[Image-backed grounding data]
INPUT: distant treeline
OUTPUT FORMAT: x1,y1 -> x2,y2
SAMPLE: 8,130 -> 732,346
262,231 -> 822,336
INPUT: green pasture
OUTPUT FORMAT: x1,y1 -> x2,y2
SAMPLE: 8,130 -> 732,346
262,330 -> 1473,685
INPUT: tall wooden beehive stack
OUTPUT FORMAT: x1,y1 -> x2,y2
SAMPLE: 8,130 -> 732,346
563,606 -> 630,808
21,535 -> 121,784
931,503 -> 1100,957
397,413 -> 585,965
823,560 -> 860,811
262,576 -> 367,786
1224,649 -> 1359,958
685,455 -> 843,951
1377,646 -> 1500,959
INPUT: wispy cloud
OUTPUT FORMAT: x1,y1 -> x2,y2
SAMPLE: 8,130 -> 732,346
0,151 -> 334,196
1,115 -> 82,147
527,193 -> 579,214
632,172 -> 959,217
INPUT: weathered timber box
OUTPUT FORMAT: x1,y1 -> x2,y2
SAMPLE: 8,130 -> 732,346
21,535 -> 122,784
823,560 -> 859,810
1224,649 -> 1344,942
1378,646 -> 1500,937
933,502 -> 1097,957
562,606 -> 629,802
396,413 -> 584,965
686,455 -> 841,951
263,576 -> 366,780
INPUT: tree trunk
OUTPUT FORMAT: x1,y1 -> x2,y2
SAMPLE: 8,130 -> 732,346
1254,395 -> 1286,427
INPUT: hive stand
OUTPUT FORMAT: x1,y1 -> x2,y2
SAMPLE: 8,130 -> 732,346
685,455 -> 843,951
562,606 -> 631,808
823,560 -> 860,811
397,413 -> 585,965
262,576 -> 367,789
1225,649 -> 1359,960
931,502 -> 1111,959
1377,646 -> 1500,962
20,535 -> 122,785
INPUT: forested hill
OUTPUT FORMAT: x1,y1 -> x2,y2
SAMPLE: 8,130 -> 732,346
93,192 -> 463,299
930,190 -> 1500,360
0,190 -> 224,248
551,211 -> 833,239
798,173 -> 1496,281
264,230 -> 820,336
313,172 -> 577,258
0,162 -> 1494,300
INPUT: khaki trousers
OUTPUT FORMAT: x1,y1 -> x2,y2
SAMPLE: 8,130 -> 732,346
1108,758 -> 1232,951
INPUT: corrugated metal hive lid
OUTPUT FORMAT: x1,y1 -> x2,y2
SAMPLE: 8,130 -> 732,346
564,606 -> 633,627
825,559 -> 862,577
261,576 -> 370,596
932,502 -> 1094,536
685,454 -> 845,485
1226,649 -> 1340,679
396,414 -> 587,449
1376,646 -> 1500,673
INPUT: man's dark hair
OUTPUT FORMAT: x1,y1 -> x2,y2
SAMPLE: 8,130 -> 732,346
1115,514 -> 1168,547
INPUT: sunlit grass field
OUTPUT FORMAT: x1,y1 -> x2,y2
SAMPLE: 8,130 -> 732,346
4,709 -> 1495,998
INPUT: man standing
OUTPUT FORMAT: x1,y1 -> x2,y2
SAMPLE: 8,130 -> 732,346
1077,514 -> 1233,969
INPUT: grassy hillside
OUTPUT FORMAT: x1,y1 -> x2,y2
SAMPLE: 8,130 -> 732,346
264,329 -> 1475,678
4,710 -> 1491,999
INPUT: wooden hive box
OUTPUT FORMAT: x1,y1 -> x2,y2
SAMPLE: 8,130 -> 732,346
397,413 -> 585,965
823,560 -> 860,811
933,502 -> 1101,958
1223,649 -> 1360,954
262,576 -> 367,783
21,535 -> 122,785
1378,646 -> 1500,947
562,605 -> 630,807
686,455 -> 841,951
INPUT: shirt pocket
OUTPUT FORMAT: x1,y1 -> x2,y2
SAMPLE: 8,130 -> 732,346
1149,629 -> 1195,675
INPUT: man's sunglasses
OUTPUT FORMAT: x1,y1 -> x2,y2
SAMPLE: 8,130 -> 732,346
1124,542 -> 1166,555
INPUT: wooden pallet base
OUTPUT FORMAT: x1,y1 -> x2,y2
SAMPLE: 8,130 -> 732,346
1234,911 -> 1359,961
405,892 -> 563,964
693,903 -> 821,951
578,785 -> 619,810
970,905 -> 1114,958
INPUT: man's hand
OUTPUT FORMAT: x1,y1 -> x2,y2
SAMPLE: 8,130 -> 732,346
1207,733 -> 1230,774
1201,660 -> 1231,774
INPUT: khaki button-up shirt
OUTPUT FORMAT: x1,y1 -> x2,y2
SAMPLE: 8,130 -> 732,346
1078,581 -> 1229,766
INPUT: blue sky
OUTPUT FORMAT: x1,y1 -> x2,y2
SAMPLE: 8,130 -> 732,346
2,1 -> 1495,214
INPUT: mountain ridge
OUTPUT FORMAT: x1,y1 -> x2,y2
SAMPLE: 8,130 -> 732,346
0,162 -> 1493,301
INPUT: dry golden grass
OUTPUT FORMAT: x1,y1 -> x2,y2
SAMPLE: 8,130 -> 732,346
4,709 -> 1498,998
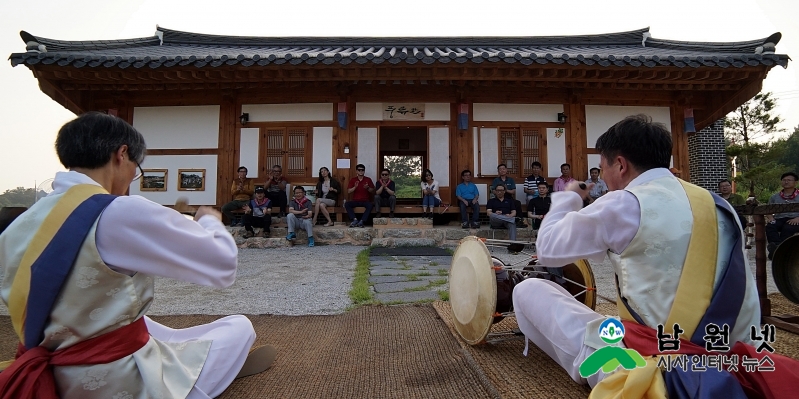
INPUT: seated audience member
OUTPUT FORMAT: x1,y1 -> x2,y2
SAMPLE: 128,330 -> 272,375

▸ **Task item**
Copy out each line in the preceding records that contains "khaki".

▸ **Exercise result**
INPUT: khaki trousers
INPUT: khaki button-up shirt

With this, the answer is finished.